**CHALLENGE**
Render the lines from the one containing "Pretty please, detect the fish scales" through the one containing "[187,119,269,144]" as a Markdown table with the columns "Row" and "Line", numbering each row and leaving out blank lines.

Start of RECORDS FOR PROCESSING

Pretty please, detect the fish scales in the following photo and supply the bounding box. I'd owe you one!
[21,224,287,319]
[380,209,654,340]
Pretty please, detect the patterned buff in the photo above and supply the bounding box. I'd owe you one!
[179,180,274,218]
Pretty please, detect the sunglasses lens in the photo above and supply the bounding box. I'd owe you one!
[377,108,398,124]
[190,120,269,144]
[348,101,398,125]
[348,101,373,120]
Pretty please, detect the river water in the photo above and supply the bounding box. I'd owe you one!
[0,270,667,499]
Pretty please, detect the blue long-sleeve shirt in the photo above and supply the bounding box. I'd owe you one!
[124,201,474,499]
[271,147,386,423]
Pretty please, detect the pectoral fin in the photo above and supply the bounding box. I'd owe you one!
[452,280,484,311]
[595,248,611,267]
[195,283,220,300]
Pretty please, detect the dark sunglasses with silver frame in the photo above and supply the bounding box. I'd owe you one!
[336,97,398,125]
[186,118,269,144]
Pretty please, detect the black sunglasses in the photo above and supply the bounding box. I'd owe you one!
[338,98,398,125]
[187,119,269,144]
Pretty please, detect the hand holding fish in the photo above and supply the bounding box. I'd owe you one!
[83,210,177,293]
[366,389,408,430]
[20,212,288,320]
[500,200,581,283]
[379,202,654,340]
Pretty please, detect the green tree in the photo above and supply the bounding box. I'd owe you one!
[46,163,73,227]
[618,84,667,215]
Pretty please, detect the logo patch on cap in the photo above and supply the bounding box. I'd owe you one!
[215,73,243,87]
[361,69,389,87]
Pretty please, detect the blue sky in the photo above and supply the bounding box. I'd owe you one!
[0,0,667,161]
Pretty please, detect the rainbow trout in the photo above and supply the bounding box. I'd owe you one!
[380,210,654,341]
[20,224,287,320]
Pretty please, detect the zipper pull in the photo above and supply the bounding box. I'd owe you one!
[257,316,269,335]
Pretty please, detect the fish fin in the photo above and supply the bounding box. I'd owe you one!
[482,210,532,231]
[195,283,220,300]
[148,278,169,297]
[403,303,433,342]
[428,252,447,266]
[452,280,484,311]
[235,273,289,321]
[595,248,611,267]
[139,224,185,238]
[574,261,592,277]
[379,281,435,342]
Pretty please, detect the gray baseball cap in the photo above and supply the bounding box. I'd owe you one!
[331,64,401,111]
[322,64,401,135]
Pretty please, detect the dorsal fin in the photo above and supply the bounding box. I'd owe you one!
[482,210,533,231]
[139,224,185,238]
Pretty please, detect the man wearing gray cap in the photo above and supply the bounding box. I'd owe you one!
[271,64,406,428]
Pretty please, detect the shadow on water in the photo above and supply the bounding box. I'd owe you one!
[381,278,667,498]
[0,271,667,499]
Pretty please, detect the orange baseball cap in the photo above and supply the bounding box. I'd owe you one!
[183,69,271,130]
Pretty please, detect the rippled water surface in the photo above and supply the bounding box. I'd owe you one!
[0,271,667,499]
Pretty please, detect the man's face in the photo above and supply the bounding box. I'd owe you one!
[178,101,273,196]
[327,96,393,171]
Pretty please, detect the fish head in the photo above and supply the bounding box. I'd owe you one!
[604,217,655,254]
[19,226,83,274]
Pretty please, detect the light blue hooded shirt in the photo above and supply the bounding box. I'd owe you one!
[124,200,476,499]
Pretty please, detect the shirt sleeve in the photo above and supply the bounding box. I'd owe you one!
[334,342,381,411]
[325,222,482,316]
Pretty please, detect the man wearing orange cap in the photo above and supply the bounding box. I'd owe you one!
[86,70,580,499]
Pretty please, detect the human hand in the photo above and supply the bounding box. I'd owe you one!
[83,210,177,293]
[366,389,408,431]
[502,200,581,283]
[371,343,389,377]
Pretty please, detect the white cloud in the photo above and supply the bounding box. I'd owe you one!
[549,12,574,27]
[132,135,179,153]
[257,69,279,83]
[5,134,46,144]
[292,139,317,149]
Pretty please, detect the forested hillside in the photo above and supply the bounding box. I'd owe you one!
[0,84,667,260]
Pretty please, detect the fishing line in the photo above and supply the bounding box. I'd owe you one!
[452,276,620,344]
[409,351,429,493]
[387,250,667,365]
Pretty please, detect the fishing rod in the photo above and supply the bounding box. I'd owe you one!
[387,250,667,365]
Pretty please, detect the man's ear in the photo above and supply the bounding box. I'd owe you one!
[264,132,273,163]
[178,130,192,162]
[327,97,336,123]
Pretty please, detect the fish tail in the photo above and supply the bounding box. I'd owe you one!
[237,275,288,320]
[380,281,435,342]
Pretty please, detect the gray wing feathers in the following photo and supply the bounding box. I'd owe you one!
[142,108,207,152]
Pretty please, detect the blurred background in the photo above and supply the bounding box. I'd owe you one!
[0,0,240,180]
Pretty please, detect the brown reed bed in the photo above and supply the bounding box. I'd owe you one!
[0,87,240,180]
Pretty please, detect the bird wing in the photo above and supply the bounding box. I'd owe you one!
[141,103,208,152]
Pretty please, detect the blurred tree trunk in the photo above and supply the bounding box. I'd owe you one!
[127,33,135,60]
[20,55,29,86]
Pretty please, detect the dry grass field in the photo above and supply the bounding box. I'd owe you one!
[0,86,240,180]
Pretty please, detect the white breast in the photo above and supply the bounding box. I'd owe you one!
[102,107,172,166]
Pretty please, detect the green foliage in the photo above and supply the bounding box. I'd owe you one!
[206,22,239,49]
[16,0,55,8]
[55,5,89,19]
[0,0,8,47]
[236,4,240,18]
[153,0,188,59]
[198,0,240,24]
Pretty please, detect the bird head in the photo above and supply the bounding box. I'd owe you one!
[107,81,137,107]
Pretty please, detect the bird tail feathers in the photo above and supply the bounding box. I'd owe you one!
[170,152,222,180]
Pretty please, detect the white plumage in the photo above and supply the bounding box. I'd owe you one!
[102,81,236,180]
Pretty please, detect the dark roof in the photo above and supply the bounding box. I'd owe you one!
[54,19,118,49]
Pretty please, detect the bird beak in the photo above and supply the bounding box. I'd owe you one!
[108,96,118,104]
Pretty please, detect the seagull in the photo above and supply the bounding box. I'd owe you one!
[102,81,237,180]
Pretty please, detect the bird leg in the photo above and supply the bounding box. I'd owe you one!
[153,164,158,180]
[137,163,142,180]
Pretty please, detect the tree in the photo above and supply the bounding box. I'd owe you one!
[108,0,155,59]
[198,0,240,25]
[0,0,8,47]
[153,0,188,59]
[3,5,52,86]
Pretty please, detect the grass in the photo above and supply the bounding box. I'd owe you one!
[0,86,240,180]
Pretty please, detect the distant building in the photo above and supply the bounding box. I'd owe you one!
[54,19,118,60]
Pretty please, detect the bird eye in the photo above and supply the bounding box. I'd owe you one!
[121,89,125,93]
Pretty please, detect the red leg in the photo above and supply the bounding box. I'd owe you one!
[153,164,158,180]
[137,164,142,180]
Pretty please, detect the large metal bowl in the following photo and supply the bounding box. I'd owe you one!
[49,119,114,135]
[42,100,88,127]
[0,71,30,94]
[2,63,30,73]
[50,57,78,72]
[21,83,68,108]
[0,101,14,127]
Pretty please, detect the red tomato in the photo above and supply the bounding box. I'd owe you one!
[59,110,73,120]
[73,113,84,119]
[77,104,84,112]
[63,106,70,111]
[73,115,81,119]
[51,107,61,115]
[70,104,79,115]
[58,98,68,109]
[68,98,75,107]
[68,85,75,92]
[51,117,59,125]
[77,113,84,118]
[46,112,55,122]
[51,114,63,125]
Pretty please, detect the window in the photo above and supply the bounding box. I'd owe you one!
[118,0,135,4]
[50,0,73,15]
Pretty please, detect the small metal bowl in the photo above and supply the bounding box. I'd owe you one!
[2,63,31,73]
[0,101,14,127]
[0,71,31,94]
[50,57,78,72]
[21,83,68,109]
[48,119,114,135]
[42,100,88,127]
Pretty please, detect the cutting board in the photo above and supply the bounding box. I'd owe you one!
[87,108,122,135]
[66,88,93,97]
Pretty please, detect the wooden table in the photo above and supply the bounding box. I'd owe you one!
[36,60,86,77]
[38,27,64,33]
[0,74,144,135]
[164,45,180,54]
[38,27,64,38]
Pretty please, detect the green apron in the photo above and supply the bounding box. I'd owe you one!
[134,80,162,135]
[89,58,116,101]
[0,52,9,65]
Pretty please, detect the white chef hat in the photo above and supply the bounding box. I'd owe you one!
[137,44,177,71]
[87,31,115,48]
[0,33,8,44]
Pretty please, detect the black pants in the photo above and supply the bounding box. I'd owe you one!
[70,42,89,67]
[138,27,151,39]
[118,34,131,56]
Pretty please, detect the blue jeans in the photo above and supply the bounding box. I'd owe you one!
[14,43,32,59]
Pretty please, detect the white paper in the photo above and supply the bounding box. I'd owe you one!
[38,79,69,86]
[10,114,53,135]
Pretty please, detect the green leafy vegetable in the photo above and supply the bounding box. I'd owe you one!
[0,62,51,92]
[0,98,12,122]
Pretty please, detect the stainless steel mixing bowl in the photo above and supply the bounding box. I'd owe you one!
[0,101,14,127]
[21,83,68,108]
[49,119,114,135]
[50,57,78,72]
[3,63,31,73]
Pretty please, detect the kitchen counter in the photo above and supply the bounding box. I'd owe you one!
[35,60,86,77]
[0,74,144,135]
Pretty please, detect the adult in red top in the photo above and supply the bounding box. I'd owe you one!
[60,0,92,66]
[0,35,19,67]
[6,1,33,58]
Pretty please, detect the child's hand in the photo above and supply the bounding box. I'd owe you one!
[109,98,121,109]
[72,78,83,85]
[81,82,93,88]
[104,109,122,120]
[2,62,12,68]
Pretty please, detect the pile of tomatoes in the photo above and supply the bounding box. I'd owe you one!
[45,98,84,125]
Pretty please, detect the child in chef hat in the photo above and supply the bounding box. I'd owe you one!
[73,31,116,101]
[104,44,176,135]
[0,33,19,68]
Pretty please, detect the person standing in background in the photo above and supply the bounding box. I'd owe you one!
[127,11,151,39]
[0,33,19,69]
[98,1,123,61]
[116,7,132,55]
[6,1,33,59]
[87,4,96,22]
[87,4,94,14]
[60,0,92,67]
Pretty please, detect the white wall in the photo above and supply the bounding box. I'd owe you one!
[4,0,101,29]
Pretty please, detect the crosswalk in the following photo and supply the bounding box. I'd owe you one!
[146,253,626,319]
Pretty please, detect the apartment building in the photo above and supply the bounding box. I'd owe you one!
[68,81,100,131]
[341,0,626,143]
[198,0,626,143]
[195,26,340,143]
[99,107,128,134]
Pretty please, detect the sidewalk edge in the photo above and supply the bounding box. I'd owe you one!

End of RECORDS FOR PROCESSING
Start of RECORDS FOR PROCESSING

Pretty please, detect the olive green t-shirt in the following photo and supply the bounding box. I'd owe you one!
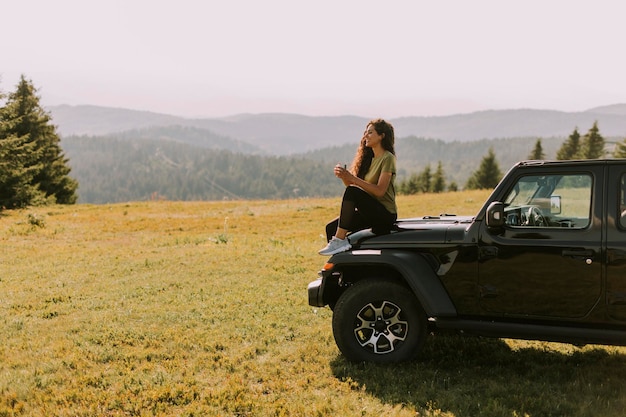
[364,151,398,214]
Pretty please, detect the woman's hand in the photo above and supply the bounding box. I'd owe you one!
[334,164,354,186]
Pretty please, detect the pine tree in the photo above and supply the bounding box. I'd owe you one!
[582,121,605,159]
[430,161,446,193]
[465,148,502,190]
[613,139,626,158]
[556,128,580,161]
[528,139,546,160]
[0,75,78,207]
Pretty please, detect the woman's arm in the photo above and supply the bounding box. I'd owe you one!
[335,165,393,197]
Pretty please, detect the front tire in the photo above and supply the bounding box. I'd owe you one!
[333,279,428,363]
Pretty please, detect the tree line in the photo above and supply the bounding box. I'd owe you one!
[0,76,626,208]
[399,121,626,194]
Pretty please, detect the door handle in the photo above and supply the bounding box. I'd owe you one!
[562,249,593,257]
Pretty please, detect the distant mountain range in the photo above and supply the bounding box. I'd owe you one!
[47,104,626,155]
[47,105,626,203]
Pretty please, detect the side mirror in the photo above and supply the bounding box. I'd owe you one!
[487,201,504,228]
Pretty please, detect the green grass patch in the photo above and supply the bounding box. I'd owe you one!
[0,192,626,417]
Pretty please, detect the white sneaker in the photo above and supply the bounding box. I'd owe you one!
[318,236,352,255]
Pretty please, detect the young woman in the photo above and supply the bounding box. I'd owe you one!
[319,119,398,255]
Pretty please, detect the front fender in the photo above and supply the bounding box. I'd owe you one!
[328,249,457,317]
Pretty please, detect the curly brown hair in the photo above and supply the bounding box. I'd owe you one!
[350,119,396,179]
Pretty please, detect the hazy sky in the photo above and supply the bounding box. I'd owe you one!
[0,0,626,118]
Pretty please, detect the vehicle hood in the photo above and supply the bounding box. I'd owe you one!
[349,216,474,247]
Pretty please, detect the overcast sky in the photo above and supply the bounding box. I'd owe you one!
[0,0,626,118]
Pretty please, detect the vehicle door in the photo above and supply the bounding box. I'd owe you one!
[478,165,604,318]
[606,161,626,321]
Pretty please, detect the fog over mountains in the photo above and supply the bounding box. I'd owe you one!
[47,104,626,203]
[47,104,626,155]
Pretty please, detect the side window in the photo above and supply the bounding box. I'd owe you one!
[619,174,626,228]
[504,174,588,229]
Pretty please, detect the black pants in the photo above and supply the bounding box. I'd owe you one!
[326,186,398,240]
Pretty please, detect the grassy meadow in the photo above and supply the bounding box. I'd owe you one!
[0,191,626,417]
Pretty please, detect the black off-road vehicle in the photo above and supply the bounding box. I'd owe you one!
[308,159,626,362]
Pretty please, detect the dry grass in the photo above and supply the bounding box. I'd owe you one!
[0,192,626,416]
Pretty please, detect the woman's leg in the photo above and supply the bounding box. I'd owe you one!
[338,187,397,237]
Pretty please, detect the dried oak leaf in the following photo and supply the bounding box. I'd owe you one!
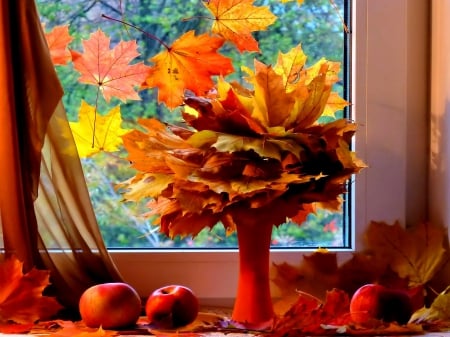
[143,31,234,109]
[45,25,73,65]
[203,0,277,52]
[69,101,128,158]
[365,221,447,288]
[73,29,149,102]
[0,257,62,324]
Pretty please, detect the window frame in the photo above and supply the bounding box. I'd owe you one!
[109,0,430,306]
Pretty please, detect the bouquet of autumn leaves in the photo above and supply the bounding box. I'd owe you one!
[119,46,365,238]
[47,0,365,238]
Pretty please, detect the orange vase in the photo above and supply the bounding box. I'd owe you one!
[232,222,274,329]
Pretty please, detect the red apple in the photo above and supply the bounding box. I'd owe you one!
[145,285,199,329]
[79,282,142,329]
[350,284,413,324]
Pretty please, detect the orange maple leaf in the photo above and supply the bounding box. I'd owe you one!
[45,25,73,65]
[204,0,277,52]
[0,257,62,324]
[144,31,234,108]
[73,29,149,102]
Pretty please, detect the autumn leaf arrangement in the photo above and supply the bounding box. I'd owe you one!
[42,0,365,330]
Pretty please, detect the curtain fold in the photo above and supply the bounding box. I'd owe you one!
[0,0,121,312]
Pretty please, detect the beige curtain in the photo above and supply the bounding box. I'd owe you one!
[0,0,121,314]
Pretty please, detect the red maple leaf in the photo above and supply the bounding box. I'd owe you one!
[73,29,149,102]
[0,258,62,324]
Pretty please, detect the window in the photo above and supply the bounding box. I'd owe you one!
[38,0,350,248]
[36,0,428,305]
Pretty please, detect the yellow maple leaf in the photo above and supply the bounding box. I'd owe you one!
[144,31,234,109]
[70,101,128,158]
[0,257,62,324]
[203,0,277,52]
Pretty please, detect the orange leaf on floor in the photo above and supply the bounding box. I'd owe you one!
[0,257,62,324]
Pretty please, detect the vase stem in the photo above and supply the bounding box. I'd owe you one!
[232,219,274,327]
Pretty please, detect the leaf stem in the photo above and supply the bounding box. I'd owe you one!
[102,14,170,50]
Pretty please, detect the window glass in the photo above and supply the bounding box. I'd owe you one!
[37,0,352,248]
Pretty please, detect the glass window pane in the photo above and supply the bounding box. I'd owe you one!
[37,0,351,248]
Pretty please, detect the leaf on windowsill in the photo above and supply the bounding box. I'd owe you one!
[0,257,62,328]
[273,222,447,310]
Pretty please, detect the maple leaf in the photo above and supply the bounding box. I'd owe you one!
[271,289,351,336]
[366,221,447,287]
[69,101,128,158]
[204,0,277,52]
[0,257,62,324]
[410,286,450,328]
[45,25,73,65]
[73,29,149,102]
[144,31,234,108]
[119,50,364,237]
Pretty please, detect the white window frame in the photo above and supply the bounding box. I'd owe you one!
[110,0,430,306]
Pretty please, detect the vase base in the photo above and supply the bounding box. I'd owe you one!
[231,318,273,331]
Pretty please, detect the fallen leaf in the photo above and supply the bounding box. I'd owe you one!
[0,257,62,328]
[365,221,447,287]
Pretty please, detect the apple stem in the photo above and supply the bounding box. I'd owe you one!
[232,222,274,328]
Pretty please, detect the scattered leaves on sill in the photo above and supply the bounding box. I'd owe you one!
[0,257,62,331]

End of RECORDS FOR PROCESSING
Start of RECORDS FOR PROCESSING

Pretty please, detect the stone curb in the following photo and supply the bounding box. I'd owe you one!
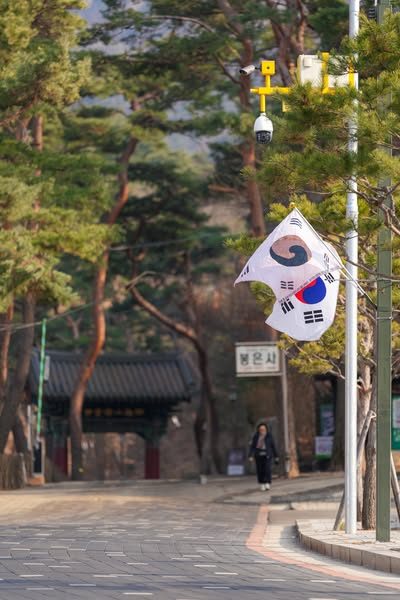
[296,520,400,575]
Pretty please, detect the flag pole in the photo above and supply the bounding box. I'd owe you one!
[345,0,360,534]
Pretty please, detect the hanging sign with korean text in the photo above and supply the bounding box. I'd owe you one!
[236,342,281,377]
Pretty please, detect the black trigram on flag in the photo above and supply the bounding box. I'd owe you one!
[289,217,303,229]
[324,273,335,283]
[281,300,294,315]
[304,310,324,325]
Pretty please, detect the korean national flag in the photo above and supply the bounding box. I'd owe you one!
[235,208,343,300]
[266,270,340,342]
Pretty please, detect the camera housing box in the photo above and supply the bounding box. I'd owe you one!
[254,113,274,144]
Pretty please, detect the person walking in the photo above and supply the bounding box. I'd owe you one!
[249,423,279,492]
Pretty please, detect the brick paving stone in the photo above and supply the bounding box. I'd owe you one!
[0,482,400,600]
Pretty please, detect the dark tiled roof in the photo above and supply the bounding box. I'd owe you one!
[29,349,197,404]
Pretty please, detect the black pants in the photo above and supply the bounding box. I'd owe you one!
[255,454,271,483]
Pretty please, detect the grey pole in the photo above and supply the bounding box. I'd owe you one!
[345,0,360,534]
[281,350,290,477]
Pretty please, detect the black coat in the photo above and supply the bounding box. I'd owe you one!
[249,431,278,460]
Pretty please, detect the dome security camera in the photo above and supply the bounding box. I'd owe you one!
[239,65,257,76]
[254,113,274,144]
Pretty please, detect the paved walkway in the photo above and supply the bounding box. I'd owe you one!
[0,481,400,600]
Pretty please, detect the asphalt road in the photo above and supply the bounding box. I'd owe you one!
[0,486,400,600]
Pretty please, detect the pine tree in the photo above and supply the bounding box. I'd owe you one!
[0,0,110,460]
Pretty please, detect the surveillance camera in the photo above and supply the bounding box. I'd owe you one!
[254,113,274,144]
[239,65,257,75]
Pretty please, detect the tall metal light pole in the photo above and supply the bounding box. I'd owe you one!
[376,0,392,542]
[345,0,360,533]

End of RECORDS FOR PROCESSING

**EXERCISE SOLUTION**
| Row | Line |
|---|---|
| 1 | Pretty please, detect the fish scales in the following photo and supply the bounding box. I'd owe you one! |
| 2 | [21,224,287,319] |
| 3 | [380,209,654,340] |
| 4 | Pretty please, detect the patterned buff in the photo above and supply the bounding box. I'd owe you one! |
| 5 | [179,180,274,218] |
| 6 | Pretty please, detect the sunglasses lens in the photo above and supply the bounding box. I'd owe you one! |
| 7 | [377,108,398,124] |
| 8 | [190,120,269,144] |
| 9 | [348,101,398,125] |
| 10 | [348,101,373,120] |
| 11 | Pretty please, detect the river water in the photo above and supply the bounding box. I'd owe you one! |
| 12 | [0,270,667,499] |
| 13 | Pretty please, detect the blue long-sleeve shirt in the photo above and supply the bounding box. I'd owe you one! |
| 14 | [124,201,474,499] |
| 15 | [271,147,386,423] |
| 16 | Pretty please, detect the pectoral fin in the photo above and supply the bounding box. I'd owe you one! |
| 17 | [452,280,484,311] |
| 18 | [595,248,611,267] |
| 19 | [195,283,220,300] |
| 20 | Pretty please, detect the dark sunglasses with silver frame in the photo above and supply the bounding box. I'd owe you one! |
| 21 | [336,97,398,125] |
| 22 | [186,118,269,144] |
| 23 | Pretty please, detect the black sunglasses in the photo above and supply the bounding box. I'd owe you one! |
| 24 | [338,98,398,125] |
| 25 | [187,119,269,144] |